ASSIGNMENT – Going through the entries below, work out how many lines have the string "bride" in them. Give the number and nothing more.
----------
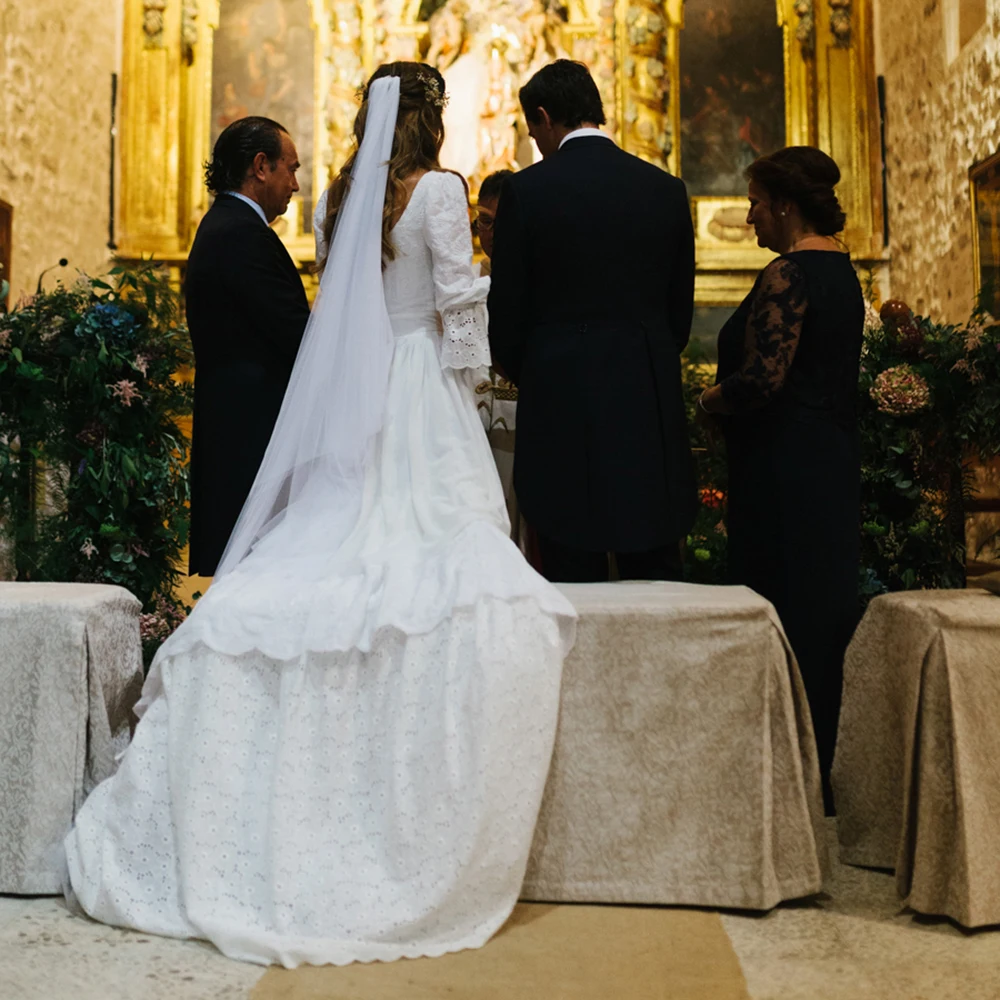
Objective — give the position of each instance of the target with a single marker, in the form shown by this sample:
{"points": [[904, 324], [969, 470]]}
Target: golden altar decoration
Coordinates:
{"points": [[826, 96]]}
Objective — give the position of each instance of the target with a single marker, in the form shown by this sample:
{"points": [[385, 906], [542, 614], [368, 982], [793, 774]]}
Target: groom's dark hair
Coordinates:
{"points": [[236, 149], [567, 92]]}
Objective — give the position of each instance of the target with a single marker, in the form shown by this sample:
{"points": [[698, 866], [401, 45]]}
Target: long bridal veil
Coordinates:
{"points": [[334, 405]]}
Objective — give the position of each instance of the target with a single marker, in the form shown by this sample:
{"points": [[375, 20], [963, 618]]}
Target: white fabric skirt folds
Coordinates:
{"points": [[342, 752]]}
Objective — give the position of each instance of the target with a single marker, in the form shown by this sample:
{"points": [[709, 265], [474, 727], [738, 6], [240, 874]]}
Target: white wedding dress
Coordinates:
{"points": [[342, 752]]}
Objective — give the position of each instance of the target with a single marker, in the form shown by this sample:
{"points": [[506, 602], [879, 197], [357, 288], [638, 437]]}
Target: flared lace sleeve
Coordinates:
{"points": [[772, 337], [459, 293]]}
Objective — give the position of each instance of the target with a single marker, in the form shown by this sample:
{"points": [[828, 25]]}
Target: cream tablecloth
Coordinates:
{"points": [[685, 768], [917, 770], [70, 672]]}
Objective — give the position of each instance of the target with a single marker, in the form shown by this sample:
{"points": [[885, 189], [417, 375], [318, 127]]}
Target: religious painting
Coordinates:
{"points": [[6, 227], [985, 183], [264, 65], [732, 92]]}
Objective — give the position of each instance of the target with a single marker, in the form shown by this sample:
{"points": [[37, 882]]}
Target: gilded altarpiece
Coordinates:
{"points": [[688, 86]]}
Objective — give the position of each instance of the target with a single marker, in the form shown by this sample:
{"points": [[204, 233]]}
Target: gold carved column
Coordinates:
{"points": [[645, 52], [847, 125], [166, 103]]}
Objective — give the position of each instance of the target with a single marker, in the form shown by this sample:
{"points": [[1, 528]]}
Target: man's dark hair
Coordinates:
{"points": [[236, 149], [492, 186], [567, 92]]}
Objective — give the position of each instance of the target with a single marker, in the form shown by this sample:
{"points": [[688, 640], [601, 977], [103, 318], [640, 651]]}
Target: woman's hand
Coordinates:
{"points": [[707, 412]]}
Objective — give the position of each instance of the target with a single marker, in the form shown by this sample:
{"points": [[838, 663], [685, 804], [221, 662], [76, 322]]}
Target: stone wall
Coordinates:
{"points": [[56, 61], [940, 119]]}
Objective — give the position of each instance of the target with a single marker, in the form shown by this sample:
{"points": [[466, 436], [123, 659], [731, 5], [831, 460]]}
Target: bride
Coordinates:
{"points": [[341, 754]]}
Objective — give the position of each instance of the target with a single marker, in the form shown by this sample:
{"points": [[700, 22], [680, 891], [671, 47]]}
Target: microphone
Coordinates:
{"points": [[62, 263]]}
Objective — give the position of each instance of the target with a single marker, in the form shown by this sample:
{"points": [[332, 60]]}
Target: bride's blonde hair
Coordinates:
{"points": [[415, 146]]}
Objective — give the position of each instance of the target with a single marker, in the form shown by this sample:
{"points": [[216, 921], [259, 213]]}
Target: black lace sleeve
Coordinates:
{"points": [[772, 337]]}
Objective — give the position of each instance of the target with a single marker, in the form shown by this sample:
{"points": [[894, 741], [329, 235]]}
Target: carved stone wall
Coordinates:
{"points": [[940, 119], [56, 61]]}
----------
RESPONSE AREA – 2